_Your goal_
As the answer, give every line of the records that includes the word "grass".

_Material for this exercise_
####

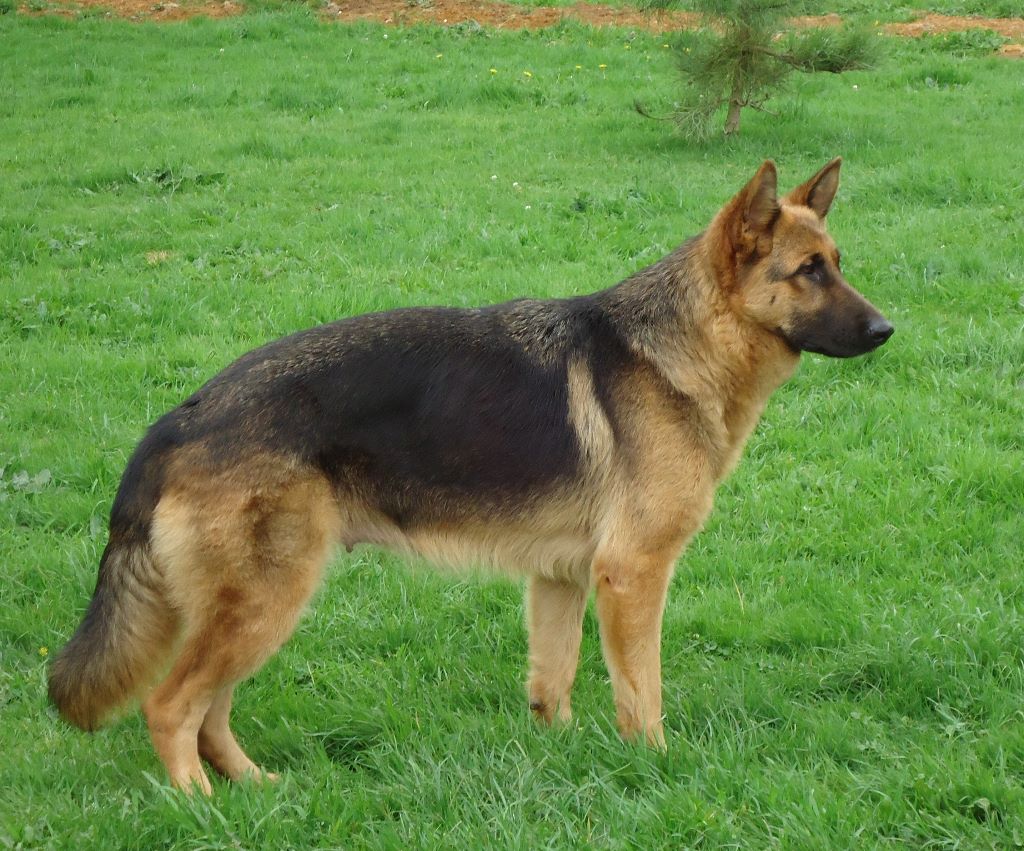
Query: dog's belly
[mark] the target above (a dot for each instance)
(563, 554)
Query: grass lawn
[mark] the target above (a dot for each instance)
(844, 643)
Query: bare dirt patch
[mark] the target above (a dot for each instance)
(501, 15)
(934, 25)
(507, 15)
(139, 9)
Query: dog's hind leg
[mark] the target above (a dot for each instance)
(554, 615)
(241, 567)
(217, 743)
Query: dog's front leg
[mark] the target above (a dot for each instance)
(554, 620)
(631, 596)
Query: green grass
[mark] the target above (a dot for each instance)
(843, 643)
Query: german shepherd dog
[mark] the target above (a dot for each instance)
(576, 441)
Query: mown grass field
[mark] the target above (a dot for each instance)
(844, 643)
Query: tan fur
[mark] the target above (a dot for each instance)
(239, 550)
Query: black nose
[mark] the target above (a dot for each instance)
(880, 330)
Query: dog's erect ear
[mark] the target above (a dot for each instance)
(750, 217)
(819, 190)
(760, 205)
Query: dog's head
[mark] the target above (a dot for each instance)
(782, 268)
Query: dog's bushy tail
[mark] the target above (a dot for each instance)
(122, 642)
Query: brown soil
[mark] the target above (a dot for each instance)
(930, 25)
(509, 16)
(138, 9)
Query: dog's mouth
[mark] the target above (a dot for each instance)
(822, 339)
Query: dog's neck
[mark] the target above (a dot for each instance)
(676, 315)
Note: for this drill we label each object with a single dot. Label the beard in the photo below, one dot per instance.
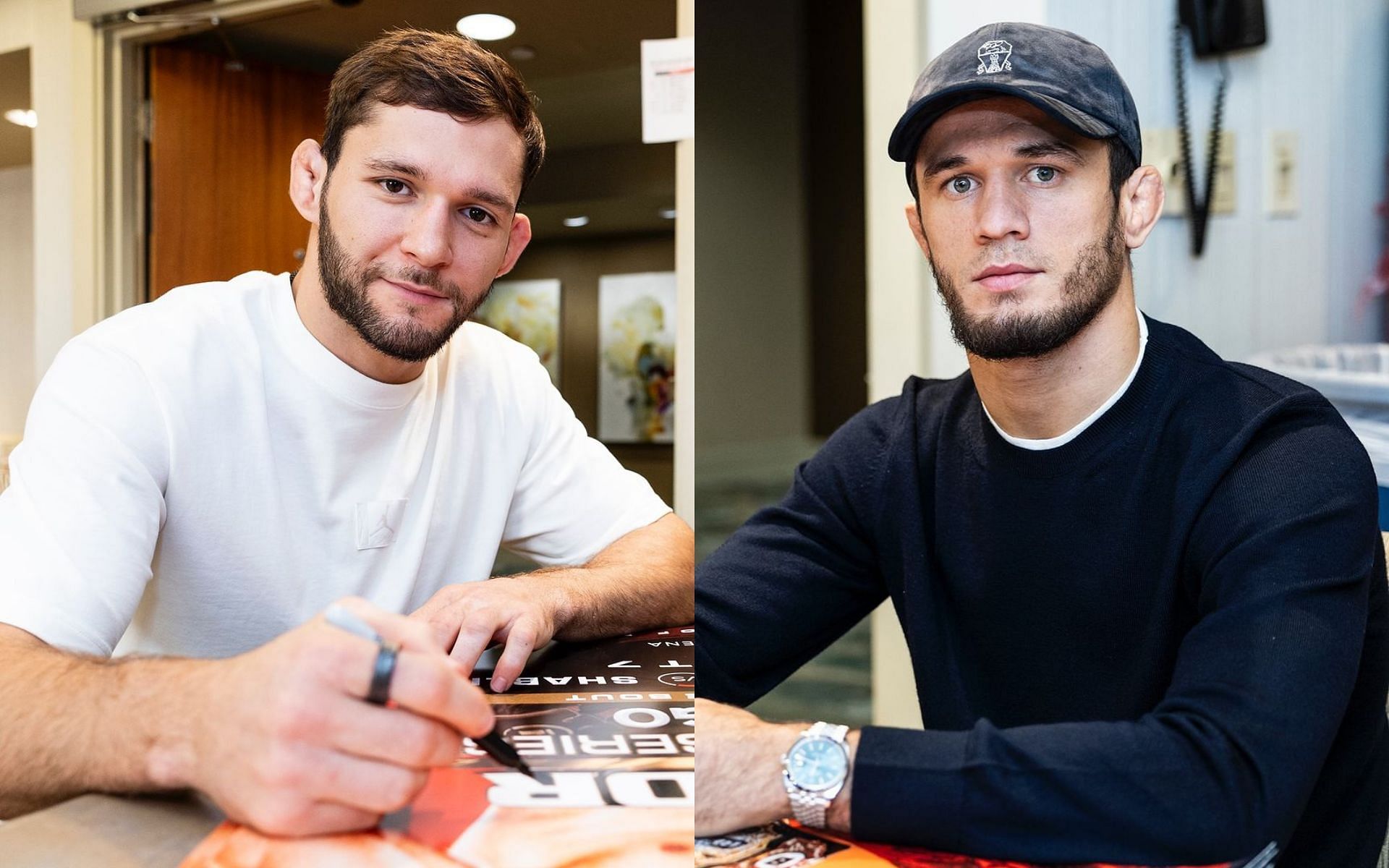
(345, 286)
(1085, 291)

####

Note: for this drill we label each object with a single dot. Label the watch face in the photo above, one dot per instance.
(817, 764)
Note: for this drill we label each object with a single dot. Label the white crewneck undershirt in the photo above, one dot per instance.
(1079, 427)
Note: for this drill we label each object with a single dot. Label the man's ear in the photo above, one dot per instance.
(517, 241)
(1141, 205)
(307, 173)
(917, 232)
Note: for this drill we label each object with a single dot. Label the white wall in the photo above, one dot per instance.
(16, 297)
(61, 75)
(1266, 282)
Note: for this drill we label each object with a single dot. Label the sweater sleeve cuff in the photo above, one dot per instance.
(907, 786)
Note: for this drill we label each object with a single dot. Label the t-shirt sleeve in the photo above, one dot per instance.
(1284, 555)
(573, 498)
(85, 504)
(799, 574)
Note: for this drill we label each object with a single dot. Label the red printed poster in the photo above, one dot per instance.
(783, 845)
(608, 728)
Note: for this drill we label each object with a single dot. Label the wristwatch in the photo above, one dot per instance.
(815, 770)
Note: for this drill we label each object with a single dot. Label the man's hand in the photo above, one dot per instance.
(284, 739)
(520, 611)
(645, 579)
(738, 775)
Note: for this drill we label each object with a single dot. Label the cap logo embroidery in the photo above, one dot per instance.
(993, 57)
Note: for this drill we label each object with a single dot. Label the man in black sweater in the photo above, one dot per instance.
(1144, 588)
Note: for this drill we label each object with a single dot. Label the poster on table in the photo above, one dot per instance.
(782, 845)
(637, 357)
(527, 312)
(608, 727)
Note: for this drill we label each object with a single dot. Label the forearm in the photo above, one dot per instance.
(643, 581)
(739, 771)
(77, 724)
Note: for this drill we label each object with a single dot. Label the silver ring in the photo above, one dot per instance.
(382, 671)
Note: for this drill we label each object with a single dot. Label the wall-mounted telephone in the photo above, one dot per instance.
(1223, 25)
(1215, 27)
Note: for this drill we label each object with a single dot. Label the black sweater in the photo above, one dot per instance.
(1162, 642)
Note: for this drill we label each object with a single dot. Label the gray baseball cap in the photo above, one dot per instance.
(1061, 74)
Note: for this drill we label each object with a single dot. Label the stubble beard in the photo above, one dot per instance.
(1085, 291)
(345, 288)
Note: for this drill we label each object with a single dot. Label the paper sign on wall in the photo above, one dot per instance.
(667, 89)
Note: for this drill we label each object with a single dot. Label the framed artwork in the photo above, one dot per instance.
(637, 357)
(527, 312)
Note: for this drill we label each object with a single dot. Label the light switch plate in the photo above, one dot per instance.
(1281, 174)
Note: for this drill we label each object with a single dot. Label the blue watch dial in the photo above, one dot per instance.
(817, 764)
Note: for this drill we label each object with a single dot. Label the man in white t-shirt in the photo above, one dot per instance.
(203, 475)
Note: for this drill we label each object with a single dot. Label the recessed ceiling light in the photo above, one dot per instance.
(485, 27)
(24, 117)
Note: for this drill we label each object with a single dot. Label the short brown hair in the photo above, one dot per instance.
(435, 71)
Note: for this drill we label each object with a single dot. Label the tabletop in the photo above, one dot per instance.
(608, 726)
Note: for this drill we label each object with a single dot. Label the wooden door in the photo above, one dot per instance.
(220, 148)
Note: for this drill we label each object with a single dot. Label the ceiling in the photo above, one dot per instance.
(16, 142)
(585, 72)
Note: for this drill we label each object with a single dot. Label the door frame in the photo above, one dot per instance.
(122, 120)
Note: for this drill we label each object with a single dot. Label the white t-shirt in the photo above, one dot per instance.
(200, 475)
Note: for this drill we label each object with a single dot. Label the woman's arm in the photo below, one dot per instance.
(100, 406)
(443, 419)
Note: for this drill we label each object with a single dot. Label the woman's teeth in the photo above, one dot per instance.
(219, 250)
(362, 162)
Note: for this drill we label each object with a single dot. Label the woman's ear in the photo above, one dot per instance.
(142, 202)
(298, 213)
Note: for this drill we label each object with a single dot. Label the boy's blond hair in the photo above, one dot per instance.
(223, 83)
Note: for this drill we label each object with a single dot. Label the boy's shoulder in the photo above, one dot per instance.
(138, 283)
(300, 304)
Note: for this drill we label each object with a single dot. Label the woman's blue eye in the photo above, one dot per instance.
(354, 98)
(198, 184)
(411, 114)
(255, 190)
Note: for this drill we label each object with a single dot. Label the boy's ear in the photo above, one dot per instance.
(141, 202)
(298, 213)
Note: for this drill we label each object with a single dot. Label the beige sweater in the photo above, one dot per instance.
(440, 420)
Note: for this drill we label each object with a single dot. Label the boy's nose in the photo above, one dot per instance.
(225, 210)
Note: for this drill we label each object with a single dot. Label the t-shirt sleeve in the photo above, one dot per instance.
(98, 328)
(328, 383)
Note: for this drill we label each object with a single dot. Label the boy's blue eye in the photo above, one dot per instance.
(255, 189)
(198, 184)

####

_Output below_
Query: grass lawn
Query: green grass
Query: mown grass field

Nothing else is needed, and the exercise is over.